### AIM
List each line in the data below that contains the string "tractor", treating uppercase and lowercase letters as different.

-- BEGIN PROVIDED INFORMATION --

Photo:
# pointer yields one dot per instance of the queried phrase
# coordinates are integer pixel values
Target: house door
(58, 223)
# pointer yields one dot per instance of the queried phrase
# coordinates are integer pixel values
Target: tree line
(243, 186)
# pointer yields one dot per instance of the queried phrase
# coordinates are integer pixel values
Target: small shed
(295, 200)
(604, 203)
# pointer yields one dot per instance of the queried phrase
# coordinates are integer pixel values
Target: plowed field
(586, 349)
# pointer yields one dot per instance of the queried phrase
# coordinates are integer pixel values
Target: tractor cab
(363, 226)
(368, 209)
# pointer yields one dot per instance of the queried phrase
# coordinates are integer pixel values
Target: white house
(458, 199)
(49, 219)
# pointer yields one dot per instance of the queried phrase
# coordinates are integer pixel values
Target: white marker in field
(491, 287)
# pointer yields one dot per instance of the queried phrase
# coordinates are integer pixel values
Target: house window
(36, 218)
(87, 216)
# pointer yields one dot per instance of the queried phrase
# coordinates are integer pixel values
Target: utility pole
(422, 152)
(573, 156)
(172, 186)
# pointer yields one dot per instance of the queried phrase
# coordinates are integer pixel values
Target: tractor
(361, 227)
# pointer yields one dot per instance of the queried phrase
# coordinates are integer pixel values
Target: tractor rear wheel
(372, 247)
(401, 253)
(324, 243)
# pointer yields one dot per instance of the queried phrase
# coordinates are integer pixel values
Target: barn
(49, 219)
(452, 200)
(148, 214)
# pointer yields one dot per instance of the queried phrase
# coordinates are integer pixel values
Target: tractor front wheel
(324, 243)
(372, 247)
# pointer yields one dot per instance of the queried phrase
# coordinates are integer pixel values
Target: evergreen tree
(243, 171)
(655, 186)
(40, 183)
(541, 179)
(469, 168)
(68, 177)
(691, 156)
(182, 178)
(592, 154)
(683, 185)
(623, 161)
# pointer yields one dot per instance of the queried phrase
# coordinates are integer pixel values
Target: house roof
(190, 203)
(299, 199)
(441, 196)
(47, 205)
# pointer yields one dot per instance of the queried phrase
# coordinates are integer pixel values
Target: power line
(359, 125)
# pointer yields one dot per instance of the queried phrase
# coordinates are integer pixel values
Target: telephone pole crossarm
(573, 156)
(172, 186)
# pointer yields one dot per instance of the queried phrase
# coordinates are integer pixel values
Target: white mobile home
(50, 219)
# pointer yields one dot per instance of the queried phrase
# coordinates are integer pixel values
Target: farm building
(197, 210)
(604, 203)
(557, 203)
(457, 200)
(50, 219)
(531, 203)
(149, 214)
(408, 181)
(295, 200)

-- END PROVIDED INFORMATION --
-- BEGIN PROVIDED INFORMATION --

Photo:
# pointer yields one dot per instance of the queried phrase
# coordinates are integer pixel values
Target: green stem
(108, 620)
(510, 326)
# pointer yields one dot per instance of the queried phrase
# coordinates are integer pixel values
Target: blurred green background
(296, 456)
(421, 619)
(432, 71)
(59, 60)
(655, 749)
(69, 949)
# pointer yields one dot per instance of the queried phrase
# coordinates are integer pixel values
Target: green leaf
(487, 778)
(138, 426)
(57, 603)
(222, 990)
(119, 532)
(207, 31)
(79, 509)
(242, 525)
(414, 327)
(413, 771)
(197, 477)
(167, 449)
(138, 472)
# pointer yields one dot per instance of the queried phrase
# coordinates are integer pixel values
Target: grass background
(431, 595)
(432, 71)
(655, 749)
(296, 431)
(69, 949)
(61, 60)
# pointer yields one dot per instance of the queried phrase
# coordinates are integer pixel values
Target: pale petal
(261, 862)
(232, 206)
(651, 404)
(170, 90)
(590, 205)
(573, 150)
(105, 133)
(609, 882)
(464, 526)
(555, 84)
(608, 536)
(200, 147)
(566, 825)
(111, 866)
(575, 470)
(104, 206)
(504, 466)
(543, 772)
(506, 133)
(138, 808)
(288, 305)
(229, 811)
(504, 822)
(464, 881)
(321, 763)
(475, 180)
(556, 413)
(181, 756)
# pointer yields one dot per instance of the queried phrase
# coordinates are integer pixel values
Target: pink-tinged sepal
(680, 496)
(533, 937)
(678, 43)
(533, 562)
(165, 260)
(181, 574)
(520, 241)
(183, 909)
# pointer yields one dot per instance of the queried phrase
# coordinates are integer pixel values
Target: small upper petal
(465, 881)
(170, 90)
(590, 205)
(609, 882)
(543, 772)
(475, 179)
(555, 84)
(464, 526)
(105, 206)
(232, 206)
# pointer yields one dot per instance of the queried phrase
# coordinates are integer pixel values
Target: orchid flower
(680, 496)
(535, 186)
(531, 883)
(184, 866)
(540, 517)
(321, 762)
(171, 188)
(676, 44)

-- END PROVIDED INFORMATION --

### WORKED ANSWER
Target: tractor cab
Target: tractor
Target: tractor rear wheel
Target: tractor front wheel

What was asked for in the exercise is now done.